**TASK TO COMPLETE:** Lines before the one containing "Can you find the curved" are excluded; retype that line and all remaining lines of the material exactly.
::: RECORD EXTRACTS :::
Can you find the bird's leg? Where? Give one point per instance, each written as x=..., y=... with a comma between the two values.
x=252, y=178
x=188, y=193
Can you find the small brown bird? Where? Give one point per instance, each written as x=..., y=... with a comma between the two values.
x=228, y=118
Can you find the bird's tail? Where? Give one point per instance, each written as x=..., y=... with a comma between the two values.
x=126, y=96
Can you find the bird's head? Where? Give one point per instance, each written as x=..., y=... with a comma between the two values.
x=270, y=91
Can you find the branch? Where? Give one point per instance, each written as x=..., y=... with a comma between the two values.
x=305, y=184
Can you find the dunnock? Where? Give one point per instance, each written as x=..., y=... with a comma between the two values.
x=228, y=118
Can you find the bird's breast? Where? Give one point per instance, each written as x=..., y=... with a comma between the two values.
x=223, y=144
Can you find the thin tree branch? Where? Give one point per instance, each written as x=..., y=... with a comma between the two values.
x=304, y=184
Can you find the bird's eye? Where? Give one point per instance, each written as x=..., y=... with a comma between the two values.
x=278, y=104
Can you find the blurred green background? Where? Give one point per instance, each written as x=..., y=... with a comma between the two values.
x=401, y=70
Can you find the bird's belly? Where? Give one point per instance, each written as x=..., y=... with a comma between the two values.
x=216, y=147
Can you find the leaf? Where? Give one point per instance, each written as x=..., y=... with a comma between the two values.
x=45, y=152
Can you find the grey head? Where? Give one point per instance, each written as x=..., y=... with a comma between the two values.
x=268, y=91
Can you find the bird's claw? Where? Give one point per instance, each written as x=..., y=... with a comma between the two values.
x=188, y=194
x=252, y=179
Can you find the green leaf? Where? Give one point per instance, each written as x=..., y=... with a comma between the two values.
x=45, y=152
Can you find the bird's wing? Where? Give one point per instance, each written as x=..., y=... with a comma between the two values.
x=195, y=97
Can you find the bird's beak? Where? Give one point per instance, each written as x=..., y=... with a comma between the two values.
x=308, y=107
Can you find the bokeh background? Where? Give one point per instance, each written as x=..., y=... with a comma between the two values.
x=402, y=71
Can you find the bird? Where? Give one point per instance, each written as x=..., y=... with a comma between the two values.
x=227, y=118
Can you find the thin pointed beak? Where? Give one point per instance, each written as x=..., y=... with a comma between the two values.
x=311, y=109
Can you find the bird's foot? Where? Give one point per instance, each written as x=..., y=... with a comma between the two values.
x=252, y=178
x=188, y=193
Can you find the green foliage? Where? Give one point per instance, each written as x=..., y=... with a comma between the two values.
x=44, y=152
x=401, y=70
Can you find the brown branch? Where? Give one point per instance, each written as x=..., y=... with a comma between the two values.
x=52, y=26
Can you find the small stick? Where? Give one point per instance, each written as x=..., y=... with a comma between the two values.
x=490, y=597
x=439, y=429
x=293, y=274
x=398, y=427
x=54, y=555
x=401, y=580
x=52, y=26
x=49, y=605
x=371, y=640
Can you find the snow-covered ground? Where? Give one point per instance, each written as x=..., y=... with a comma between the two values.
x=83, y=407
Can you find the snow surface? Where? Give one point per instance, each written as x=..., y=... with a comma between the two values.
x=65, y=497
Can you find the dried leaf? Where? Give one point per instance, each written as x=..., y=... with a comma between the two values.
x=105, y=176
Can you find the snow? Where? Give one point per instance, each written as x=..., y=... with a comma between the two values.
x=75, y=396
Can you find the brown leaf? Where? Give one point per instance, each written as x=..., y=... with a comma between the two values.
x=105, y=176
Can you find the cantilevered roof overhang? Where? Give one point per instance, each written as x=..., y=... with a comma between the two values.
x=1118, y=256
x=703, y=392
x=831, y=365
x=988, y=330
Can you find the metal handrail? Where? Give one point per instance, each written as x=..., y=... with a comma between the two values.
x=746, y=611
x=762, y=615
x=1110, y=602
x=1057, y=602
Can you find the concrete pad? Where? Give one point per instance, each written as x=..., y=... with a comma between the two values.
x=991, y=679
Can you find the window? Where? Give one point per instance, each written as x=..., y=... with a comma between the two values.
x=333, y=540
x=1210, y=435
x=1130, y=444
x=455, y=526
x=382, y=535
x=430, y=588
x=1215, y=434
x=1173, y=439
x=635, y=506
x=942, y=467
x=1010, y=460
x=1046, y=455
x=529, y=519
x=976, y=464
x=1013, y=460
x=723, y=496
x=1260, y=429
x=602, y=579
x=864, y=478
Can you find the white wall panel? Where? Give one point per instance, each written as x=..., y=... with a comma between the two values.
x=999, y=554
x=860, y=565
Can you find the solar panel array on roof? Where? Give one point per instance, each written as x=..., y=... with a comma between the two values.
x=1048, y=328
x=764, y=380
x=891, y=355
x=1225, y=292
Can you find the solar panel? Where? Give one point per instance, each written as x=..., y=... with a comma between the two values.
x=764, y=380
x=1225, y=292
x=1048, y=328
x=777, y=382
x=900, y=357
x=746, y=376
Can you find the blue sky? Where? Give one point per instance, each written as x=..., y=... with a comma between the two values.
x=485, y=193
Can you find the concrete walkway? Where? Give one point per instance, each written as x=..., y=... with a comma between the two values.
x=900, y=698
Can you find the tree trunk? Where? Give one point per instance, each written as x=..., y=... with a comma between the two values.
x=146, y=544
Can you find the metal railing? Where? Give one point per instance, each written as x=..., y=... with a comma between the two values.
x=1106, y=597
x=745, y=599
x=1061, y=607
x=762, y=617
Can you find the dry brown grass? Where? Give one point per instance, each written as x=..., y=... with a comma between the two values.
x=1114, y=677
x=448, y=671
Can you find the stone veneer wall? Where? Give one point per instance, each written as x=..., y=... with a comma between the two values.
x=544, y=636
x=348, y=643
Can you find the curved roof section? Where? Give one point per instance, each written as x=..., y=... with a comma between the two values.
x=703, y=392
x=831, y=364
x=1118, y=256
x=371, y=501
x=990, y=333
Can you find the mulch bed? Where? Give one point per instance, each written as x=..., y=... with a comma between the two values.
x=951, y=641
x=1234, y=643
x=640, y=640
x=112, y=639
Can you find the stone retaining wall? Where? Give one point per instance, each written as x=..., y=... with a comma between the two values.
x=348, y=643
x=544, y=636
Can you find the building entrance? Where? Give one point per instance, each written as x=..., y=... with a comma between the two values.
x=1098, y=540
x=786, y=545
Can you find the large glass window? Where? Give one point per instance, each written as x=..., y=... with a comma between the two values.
:::
**RESPONSE TO THE TASK:**
Can you find the curved roof section? Where? Give one point per instance, each written as x=..., y=... with a comma between the two values.
x=703, y=392
x=831, y=364
x=1118, y=256
x=371, y=501
x=990, y=333
Can you find the mulch bed? Where? Give one point per instance, each written as x=..., y=... with a comma between the two values.
x=951, y=641
x=1234, y=643
x=640, y=640
x=112, y=639
Can you find the stone retaining wall? Where? Give one point per instance, each written as x=..., y=... with a comma between the two values.
x=348, y=643
x=544, y=636
Can you find the building entrance? Where? Give one point per instance, each written as x=..., y=... with a comma between the two values.
x=1098, y=540
x=786, y=545
Can you find the large glass window? Where? Give one point per instance, each written as x=..., y=... with a comma between the two values.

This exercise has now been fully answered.